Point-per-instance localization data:
=== Section Start ===
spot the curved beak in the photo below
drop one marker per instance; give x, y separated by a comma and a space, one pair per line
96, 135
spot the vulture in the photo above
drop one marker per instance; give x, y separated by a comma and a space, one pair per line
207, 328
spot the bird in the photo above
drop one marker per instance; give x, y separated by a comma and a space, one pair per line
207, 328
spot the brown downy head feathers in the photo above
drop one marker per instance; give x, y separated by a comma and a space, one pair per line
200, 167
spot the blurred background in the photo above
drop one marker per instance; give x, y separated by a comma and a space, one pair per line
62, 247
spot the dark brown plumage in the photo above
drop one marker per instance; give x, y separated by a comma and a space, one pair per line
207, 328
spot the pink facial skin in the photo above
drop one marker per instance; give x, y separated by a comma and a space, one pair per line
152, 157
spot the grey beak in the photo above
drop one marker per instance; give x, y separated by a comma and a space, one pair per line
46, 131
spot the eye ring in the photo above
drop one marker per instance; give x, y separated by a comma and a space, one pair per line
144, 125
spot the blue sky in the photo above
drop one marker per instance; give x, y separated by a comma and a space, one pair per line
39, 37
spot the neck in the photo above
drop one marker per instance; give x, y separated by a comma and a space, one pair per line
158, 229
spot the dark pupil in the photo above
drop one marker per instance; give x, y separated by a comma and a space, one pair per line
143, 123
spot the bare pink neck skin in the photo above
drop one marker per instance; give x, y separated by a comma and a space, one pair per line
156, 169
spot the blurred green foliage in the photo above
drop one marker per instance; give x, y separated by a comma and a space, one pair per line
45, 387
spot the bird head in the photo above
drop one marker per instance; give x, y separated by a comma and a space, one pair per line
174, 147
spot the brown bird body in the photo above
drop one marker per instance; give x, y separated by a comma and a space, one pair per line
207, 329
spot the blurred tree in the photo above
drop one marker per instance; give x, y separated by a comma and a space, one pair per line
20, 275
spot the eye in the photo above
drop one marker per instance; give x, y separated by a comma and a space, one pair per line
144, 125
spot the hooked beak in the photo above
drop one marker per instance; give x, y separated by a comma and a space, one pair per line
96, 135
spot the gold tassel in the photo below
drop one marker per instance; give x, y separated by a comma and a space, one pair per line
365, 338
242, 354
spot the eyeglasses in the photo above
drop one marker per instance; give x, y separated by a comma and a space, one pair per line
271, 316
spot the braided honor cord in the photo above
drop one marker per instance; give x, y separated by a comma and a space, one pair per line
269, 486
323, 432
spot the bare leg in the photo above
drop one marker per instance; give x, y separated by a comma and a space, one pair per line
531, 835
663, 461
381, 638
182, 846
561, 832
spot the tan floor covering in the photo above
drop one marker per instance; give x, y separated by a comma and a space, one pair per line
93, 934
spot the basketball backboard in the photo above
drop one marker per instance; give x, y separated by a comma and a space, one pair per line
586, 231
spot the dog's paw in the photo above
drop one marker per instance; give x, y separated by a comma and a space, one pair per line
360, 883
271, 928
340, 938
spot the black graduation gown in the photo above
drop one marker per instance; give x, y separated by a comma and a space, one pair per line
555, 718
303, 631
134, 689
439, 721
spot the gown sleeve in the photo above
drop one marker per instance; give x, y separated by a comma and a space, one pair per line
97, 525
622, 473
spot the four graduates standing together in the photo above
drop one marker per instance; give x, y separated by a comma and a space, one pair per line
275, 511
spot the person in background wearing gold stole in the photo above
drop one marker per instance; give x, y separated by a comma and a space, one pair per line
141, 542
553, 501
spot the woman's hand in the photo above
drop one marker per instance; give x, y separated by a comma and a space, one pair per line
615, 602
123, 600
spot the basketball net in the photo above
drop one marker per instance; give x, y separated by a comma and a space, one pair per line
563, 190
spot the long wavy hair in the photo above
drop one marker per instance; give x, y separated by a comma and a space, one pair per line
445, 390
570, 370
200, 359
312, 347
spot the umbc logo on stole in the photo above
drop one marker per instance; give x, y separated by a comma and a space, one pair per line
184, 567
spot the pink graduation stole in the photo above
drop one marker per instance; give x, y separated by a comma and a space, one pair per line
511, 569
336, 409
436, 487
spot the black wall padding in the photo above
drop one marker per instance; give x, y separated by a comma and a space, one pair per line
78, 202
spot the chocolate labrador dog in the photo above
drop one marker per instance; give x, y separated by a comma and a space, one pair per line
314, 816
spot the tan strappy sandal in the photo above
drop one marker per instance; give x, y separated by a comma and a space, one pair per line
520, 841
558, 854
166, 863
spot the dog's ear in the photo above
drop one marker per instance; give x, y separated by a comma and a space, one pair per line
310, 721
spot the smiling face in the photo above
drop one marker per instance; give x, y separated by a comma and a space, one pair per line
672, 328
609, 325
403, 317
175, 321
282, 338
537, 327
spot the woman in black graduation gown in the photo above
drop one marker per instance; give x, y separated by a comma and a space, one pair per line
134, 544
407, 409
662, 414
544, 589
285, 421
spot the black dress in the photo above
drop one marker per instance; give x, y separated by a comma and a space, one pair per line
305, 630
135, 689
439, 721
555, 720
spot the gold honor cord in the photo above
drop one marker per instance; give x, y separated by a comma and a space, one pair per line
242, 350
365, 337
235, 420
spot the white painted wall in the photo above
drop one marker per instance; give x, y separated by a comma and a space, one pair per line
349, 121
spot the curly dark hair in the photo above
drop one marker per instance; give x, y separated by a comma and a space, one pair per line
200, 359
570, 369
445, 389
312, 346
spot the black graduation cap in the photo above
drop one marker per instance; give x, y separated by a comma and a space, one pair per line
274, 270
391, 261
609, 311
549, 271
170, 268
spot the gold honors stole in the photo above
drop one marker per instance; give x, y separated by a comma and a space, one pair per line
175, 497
=== Section End ===
» EXERCISE BRIEF
Lines containing the word "wall" are to be located in the entries and copied.

» REPLY TO THE TASK
spot the black wall padding in the photo above
spot the white painted wall in the photo above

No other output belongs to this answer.